◆ MATERIAL SHOWN ◆
------
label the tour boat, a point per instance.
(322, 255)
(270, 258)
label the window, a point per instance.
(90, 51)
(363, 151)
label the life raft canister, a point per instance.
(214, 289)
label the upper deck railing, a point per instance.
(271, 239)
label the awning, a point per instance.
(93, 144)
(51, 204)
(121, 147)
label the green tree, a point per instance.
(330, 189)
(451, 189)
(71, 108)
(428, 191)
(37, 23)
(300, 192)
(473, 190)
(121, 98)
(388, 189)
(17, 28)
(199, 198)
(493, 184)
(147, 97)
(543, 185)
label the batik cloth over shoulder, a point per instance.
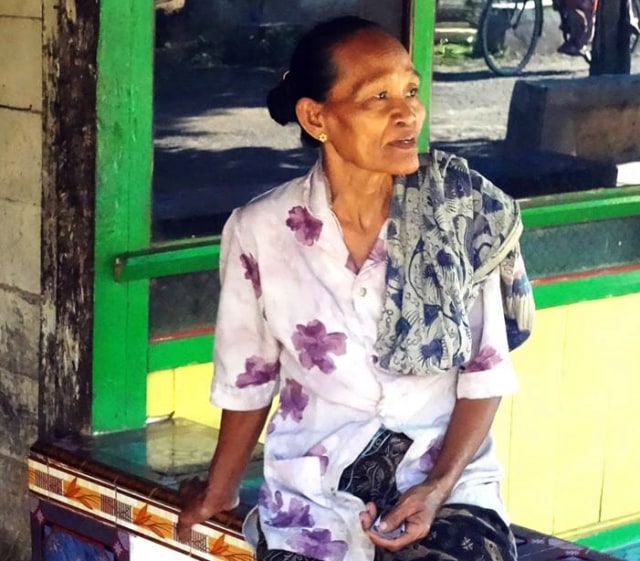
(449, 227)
------
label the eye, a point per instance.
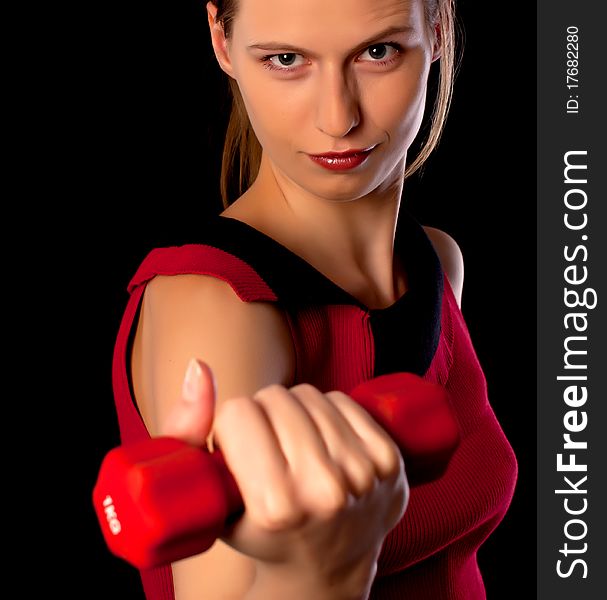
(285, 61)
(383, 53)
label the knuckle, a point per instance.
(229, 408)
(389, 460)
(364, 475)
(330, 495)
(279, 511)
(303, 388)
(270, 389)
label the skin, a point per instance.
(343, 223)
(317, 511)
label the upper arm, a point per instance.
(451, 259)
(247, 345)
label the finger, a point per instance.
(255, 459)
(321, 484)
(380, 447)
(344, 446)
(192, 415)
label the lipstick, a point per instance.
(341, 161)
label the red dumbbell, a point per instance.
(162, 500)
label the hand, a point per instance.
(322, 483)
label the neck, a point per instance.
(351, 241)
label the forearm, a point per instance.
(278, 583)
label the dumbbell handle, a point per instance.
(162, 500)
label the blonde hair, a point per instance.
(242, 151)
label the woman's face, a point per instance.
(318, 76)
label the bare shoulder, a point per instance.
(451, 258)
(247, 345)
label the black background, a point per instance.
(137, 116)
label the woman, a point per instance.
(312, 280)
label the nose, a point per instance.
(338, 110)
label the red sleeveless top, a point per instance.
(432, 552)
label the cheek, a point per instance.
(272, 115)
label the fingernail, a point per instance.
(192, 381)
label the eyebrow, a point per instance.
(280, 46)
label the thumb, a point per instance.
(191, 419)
------
◆ THE TASK ◆
Locate every line in the entries above that contains the word "woman", and copy each of those lines. Case counts when matching.

◆ EXPECTED ANSWER ◆
label the woman's face, a point per instance.
label the woman, a point per instance.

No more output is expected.